Problems to solve —
1. Return the stretch of the leprosy ultrasound article from "Having attended medical" through "the diagnostic process.".
2. Supply the next part of the article on Dr. Wheat's hand-held ultrasound work, starting after its final sentence.

NATCHITOCHES PHYSICIAN USES EMERGING TECHNOLOGY TO GIVE HOPE TO VICTIMS OF HANSEN’S DISEASE

Dr. Stephen Wheat Pioneers Use of Hand-Held Ultrasound for Early Leprosy Diagnosis

Sometimes it takes the isolation of a pandemic to allow a mind to journey uninterrupted to discovery. It was during the great plague of London that Sir Isaac Newton developed Calculus, the spectrum, and started his study of the laws of motion. It has been during the Covid-19 pandemic that Natchitoches electrodiagnostic specialist Dr. Stephen Wheat discovered that using the emerging technology of a hand-held ultrasound could give new hope to the greater than four million individuals worldwide suffering with undiagnosed leprosy.

In January of 2019, Dr. Wheat began to successfully use the emerging technology of a hand-held ultrasound known as the Butterfly iQ in his neuromuscular and skeletal electrodiagnostic specialty. The Butterfly iQ is one the world’s first dependable, hand-held, whole body ultrasound devices portable enough to be used with a smartphone or tablet. Dr. Wheat began to hypothesize how using a “pocket” ultrasound device such as the affordable Butterfly IQ might change the efficacy with which the world diagnosed this terrible disease, especially in remote countries where the disease often goes undiagnosed.

Having attended medical school in Louisiana and specialized in both internal medicine and physical medicine before becoming an electro diagnostician, Dr. Wheat was familiar with the National Hansen’s Disease Clinical Center, the only institution in the U.S. exclusively devoted to leprosy consulting, research, and training. He was also aware of the challenges to diagnosing Hansen’s Disease, and had learned that high resolution ultrasound was a newer technology being brought into the diagnostic process.

[Natural-language region descriptions]
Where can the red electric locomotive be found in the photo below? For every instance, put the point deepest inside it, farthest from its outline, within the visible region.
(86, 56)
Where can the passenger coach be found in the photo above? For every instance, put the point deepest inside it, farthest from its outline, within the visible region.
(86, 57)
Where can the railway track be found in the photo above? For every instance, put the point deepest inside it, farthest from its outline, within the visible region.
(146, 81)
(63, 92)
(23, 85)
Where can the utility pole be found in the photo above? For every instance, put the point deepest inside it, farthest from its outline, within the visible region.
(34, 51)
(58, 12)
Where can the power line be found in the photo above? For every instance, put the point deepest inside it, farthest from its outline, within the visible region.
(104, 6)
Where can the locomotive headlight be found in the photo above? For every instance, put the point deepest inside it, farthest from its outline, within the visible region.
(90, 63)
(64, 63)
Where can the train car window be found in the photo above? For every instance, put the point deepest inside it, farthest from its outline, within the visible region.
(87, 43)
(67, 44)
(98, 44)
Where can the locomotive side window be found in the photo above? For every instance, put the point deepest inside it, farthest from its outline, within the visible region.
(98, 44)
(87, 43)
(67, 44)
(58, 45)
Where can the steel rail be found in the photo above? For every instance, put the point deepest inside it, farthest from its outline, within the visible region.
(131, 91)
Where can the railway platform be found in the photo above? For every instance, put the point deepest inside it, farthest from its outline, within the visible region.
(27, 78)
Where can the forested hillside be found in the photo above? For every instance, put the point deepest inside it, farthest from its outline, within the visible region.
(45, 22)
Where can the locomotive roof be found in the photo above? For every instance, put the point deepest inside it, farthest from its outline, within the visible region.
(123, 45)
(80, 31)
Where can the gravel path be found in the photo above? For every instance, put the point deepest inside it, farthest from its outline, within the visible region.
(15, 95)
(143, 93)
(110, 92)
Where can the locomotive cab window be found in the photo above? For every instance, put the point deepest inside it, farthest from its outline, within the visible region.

Task answers —
1.
Having attended medical school in Louisiana and specialized in both internal medicine and physical medicine before becoming an electro diagnostician, Dr. Wheat was familiar with the National Hansen’s Disease Clinical Center, the only institution in the U.S. exclusively devoted to leprosy consulting, research, and training. He was also aware of the challenges to diagnosing Hansen’s Disease, and had learned that high resolution ultrasound was a newer technology being brought into the diagnostic process.

2.
Dr. Wheat’s work with ultrasound in his electrodiagnostic specialty and his interest in using this emerging technology in the diagnosis of leprosy became known to Michael Stephen Cartwright, MD, professor of Neurology at Wake Forest School of Medicine. Cartwright was working with the National Hansen’s Disease Center’s Chief Medical Officer Dr. Barbara M. Stryjewska and the Louisiana State University Veterinary Center in Baton Rouge, where the nine-banded armadillo was being used in Leprosy research. Cartwright asked Wheat if he would travel to the Vet Center to test his theory of the efficacy of using the hand-held ultrasound on the nine-banded armadillo, the only other natural host for leprosy besides humans.

After months of research, human and nine-banded armadillo trials, and much discussion among Wheat, Stryjewska, and Cartwright, this esteemed team proposes that using a hand-held ultrasound, such as the Butterfly iQ that is 1/10th the cost of larger ultrasound machines, will make the diagnosis of Hansen’s Disease affordable in any city in America, any location in the world. “This can transform medical missionary work,” says Dr. Wheat, who has worked as a medical missionary in Kenya East Africa.

The Bible often referred to people with leprosy as “unclean” and placed them “outside the camp.” In medieval Spain, victims of leprosy were declared legally dead and their property dispersed. In Norway, Hansen’s Disease patients had cowbells placed around their necks to warn others of their coming. Mohammed advised his followers to flee lepers as one would a lion. It is estimated that today three million people worldwide are living with the irreversible disabilities resulting from Leprosy. Drs. Wheat, Stryjewska, and Cartwright are excited about the opportunity to diagnose this reversible but dreaded disease earlier and faster across the globe, and to give those millions of people suffering with undiagnosed Leprosy a fighting chance for a cure against this historically dreaded illness.